◆ **BRIEF**: Copy out all the records below, swapping every "Target" for "Object" and leaving everything else as it is.
● ● ● ● ● ● ●
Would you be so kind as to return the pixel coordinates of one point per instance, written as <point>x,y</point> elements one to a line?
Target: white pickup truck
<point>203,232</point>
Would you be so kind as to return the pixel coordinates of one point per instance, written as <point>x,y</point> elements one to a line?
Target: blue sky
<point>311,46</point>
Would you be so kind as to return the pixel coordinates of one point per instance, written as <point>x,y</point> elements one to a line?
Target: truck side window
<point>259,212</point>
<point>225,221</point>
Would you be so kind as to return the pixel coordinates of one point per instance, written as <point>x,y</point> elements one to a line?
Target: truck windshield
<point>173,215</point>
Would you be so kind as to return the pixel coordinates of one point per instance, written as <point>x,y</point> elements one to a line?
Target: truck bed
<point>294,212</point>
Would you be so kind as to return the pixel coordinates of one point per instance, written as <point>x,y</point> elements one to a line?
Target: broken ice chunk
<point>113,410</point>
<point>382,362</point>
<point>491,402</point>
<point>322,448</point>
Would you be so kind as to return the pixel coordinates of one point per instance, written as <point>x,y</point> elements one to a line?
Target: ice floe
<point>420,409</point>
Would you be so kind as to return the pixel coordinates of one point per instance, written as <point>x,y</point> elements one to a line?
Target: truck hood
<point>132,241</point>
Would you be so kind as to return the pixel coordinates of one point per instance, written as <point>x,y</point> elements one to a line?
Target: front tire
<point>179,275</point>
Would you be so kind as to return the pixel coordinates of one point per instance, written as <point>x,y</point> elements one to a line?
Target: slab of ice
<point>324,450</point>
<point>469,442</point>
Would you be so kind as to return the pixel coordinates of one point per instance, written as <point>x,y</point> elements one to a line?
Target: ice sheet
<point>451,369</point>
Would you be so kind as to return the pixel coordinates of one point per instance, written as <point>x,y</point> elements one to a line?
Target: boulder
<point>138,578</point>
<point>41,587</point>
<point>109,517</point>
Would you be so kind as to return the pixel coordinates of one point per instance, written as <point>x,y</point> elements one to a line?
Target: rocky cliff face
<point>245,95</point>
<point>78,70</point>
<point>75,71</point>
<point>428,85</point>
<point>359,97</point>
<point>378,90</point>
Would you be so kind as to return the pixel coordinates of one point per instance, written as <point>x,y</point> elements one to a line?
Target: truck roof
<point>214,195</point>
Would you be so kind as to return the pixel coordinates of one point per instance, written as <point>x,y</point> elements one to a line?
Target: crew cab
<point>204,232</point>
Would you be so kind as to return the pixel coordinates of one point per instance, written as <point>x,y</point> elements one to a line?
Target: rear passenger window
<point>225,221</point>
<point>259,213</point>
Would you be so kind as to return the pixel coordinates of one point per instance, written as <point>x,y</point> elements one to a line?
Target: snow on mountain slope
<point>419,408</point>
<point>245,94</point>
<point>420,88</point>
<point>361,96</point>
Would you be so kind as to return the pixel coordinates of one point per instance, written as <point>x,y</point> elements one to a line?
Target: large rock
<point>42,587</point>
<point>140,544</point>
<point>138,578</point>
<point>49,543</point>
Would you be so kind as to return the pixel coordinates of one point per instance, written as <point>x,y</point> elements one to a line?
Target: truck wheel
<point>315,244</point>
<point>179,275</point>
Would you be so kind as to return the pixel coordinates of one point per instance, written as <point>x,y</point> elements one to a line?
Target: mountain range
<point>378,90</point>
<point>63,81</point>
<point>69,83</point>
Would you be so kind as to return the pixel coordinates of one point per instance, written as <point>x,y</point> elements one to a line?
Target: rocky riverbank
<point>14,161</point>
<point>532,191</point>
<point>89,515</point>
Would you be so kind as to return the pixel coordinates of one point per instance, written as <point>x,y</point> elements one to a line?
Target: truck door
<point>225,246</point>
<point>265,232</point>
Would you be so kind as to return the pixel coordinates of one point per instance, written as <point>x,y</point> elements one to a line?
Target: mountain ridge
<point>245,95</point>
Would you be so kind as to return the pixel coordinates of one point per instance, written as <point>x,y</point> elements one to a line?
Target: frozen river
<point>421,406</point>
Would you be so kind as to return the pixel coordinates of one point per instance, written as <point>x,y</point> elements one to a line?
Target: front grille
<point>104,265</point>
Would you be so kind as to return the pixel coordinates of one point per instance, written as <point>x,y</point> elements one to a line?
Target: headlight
● ● ● ● ● ● ●
◆ **ANSWER BELOW**:
Would you be so kind as to return the pixel coordinates of one point per instance, written as <point>x,y</point> elements one to a line?
Object: white pickup truck
<point>203,232</point>
Would you be so kind as to return the pixel coordinates of one point per instance, written as <point>x,y</point> elements one to a line?
Object: blue sky
<point>311,46</point>
Would you be so kind as to return the pixel coordinates of one point per instance, written as <point>x,y</point> elements one to a line?
Object: truck side window
<point>259,212</point>
<point>225,221</point>
Would you be so kind as to return the pixel coordinates of one point per instance, written as <point>x,y</point> elements one to a line?
Object: truck windshield
<point>173,215</point>
Would you be so kind as to return the pixel coordinates of one point per instance, written as <point>x,y</point> elements one to a line?
Object: truck bed
<point>294,212</point>
Would you be so kind as to return the pixel coordinates of one point per instance, written as <point>x,y</point> elements one to a line?
Object: broken ice chunk
<point>113,410</point>
<point>382,362</point>
<point>491,402</point>
<point>322,448</point>
Would you be so kind as to return the pixel coordinates of one point per instance, written as <point>x,y</point> elements one to a line?
Object: ice floe
<point>420,409</point>
Would you be so kind as to return the pixel coordinates of one point per instance, written as <point>x,y</point> elements one to a line?
Object: truck hood
<point>132,241</point>
Would you be so kind as to return the pixel coordinates of one point per instance, written as <point>x,y</point> elements one to a line?
Object: front tire
<point>179,275</point>
Would you be so kind as to return the pixel coordinates of one point per instance, written as <point>x,y</point> elements one to a line?
Object: slab of ice
<point>324,450</point>
<point>469,442</point>
Would you be so kind as to return the pixel coordinates of one point per instance, written as <point>x,y</point> elements one to a line?
Object: ice sheet
<point>451,369</point>
Would you be so kind as to return the pixel coordinates of one point per instance, written as <point>x,y</point> elements one to a line?
Object: boulder
<point>138,578</point>
<point>41,587</point>
<point>109,517</point>
Would you be so kind as to return the pixel coordinates of one point per instance, written as <point>x,y</point> elements one to a line?
Object: rocky cliff face
<point>245,95</point>
<point>78,70</point>
<point>75,71</point>
<point>428,85</point>
<point>359,97</point>
<point>378,90</point>
Would you be so kind as to return the pixel coordinates of one point per instance, written as <point>x,y</point> elements one to a line?
Object: truck roof
<point>214,195</point>
Would you be so kind as to return the pixel coordinates of one point per instance, written as <point>x,y</point> elements one to a line?
Object: crew cab
<point>204,232</point>
Would you be so kind as to return the pixel coordinates of one point per instance, written as <point>x,y</point> elements one to a line?
Object: rear passenger window
<point>225,221</point>
<point>259,213</point>
Would you be so kind as to return the pixel coordinates of one point per instance, written as <point>x,y</point> elements one to a line?
Object: snow on mountain slope
<point>419,408</point>
<point>245,94</point>
<point>420,88</point>
<point>361,96</point>
Would you be so kind as to return the pixel coordinates of one point per instance, written as <point>x,y</point> elements one to a line?
Object: large rock
<point>42,587</point>
<point>140,544</point>
<point>138,578</point>
<point>49,543</point>
Would you be so kind as to return the pixel coordinates of one point per instance, written as <point>x,y</point> elements one to a line?
Object: truck wheel
<point>315,244</point>
<point>179,275</point>
Would you be so kind as to return the pixel coordinates of one point per instance, written as <point>x,y</point> elements one to a line?
Object: mountain range
<point>378,90</point>
<point>63,81</point>
<point>69,83</point>
Would you be so kind as to return the pixel coordinates of one point per instance, written as <point>x,y</point> elements one to a line?
Object: rocky riverbank
<point>14,161</point>
<point>532,191</point>
<point>89,515</point>
Would you be so kind as to return the pixel coordinates of one point per instance, written as <point>x,y</point> elements one to a line?
Object: truck door
<point>225,246</point>
<point>265,232</point>
Would you be so kind as to return the pixel coordinates of one point per instance, written as <point>x,y</point> elements one to a line?
Object: mountain ridge
<point>245,95</point>
Would you be so kind as to return the pixel coordinates of one point per instance, written as <point>x,y</point> elements one to a line?
Object: frozen river
<point>421,406</point>
Would you be so kind as to return the pixel coordinates of one point per instance, written as <point>x,y</point> elements one to a line?
Object: front grille
<point>104,265</point>
Would you be so kind as to return the pixel coordinates of one point per instance, written as <point>x,y</point> elements one to a line?
Object: headlight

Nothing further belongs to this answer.